Что нужно сделать:
(1) Ответьте по интервью с Херманом Васке на следующие вопросы:
(а) В каком городе завершился фестиваль Perform?
(б) В каком городе Васке и Деннис Хоппер побывали в Пинакотеке современного искусства?
(в) С кем Васке снял нарративный фильм «Кто убил идею?»?
(2) Верните без изменений отрывок интервью с Херманом Васке между словами «Несколько дней назад» и «что такое креативность.» включительно.
(3) Продолжите интервью с Херманом Васке о фильме «Артоголик», начав сразу после последней приведенной реплики.

Фрагмент страницы:

________

Несколько дней назад в Москве закончился фестиваль фильмов об искусстве Perform. Одним из главных — и самых смешных — пунктов фестивальной программы был «Артоголик» Хермана Васке. Здесь Удо Кир, выступающий в амплуа знатока и неуемного потребителя современного искусства (причем часть его коллекции — это чистая мистификация), путешествует по важнейшим точкам европейского арт-ландшафта, от музея Штедель во Франкфурте до парижского Центра Помпиду. Анна Меликова поговорила с Васке о его режиссерском методе глубинного интервью, фейковой коллекции Удо Кира и о том, что такое креативность.
— Вы сделали много фильмов-интервью с известными людьми. Что для вас привычнее — говорить или слушать?
— Диалектический синтез — проводить интервью и давать интервью — это именно то, что доставляет мне удовольствие. Под конец дня приятно просто вести интересный разговор. Это как хорошее чтение по утрам. Я работал как-то с Питером Устиновым, который снялся в рекламе для The Guardian: сидел за столом, пил кофе, читал газету и говорил: «Я люблю читать по утрам». А я люблю хорошие разговоры.
— Для своих фильмов вы часто выбираете героев-проводников, так называемых Вергилиев, которые осуществляют экскурс в знакомую им тему: Жижек в «Балканском духе», Деннис Хоппер в «The Fine Art of Separating People from Their Money», Удо Кир в «Артоголике».
— Это не всегда так. У меня есть, например, нарративный фильм с Харви Кейтелем «Кто убил идею?» или фильм «Нашествие идей», в котором я сам опрашиваю множество людей, ученых и художников, чтобы разобраться в природе идеи. А Удо Кир просто оказался идеальным персонажем, символизирующим для меня потрясающего артоголика.
— Но изначально вы хотели сделать этот фильм с Деннисом Хоппером?
— Да, мы были в Мюнхене, в Пинакотеке современного искусства. И Деннис рассказывал мне потрясающие истории о Блинки Палермо, Энди Уорхоле, Эде Рушее… И обо всех тех людях, с которыми он тусовался еще до того, как сам стал частью так называемой западной арт-сцены. Вечером в тот же день я разговаривал с журналистом из Süddeutsche Zeitung, и он мне сказал, что хотел бы присутствовать при нашем разговоре. Сначала мы хотели сделать этот фильм с Деннисом, но судьба распорядилась иначе: он умер. Потом я поехал в Канны и встретил там на официальном приеме Удо Кира.
— Это как раз был год «Меланхолии» Триера?

________

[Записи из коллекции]
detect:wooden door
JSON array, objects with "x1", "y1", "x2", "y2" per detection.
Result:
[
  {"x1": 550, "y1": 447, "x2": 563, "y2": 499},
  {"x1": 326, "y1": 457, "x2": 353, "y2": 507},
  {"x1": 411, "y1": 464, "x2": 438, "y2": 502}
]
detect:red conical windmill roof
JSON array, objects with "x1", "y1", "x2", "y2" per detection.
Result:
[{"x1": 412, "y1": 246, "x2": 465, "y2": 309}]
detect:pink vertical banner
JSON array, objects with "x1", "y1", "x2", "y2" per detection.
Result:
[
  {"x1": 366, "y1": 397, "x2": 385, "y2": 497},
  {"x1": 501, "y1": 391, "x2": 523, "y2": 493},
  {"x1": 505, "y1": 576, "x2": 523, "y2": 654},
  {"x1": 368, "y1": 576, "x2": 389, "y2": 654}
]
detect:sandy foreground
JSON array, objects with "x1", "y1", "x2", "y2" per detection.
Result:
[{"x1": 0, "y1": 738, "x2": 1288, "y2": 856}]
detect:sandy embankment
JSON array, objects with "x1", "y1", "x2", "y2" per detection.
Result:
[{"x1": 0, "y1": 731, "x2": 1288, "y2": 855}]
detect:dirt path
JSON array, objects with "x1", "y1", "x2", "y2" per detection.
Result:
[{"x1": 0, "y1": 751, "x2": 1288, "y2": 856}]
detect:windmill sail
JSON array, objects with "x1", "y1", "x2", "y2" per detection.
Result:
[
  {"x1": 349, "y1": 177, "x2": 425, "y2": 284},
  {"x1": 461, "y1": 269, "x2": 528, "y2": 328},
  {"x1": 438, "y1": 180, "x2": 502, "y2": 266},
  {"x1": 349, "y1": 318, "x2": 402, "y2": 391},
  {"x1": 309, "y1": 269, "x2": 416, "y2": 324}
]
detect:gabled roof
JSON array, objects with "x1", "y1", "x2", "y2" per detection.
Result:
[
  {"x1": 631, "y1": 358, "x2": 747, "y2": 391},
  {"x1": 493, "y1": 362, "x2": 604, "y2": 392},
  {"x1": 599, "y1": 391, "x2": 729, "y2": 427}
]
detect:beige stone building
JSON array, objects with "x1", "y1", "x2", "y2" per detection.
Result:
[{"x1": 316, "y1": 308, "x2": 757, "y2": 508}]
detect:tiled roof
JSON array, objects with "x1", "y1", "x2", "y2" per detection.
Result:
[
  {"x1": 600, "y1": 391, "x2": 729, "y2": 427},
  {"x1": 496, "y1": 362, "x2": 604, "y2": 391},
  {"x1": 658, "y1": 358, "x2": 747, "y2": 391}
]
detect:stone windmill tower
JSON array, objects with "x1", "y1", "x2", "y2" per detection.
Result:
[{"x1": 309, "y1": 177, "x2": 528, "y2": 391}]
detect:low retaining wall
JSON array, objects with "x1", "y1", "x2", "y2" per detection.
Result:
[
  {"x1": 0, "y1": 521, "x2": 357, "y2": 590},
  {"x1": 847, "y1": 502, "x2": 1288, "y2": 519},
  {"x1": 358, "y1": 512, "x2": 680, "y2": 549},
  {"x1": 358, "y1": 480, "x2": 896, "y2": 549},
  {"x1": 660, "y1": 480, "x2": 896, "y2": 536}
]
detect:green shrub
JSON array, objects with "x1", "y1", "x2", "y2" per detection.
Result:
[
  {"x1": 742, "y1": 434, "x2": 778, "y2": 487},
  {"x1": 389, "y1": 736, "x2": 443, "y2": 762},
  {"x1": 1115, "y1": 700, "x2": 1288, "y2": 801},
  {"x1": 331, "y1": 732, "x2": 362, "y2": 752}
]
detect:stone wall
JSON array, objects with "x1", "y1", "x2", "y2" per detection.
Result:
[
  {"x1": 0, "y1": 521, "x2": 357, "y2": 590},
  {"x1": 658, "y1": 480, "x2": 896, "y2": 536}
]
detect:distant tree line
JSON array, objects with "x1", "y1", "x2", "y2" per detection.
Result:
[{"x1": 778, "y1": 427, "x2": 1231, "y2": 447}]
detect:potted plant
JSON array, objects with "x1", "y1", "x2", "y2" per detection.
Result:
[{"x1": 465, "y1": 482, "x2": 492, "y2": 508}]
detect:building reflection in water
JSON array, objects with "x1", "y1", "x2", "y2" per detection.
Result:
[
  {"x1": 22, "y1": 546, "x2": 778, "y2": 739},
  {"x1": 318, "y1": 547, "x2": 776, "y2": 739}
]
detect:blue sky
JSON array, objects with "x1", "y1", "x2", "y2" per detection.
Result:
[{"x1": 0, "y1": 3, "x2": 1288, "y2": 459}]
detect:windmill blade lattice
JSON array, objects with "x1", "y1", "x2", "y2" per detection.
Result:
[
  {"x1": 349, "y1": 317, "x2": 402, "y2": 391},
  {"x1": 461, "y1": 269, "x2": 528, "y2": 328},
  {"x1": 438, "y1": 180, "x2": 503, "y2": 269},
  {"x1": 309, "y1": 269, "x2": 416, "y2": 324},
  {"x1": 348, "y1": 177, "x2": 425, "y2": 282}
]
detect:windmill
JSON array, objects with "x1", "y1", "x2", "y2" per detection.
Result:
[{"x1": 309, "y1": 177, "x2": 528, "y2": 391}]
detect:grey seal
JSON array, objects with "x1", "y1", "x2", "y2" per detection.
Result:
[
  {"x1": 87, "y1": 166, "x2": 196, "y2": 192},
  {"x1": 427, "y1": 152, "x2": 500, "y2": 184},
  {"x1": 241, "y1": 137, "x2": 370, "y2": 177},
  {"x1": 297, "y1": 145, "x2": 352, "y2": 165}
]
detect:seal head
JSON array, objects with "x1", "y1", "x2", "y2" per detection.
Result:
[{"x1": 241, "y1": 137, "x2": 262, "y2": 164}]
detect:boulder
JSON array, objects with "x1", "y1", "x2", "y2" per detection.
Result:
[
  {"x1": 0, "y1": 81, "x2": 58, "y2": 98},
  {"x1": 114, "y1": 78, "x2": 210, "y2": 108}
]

________

Итоговые ответы:
(1)
(а) В Москве.
(б) В Мюнхене.
(в) С Харви Кейтелем.

(2)
Несколько дней назад в Москве закончился фестиваль фильмов об искусстве Perform. Одним из главных — и самых смешных — пунктов фестивальной программы был «Артоголик» Хермана Васке. Здесь Удо Кир, выступающий в амплуа знатока и неуемного потребителя современного искусства (причем часть его коллекции — это чистая мистификация), путешествует по важнейшим точкам европейского арт-ландшафта, от музея Штедель во Франкфурте до парижского Центра Помпиду. Анна Меликова поговорила с Васке о его режиссерском методе глубинного интервью, фейковой коллекции Удо Кира и о том, что такое креативность.

(3)
— Да, после той скандальной пресс-конференции... И на этом приеме были какие-то забавные спонсоры, которым казалось, что очень круто, если всю дорогу Удо будет размазывать краску по большому мольберту. И это правда было круто: он был словно одержим и совершенно не замечал, что происходило вокруг него. Подвыпившие люди, которые сновали туда-сюда, совершенно его не волновали. Он был настолько сконцентрирован! Тогда я решил с ним заговорить и рассказал ему о своем концепте артоголика. И он сразу же понял, о чем идет речь.
Кадр из фильма «Артоголик»© Hermann Vaske's Emotional Network
— Вы сразу решили, что Кир будет посещать только те музеи, с которыми у него связаны какие-то личные истории?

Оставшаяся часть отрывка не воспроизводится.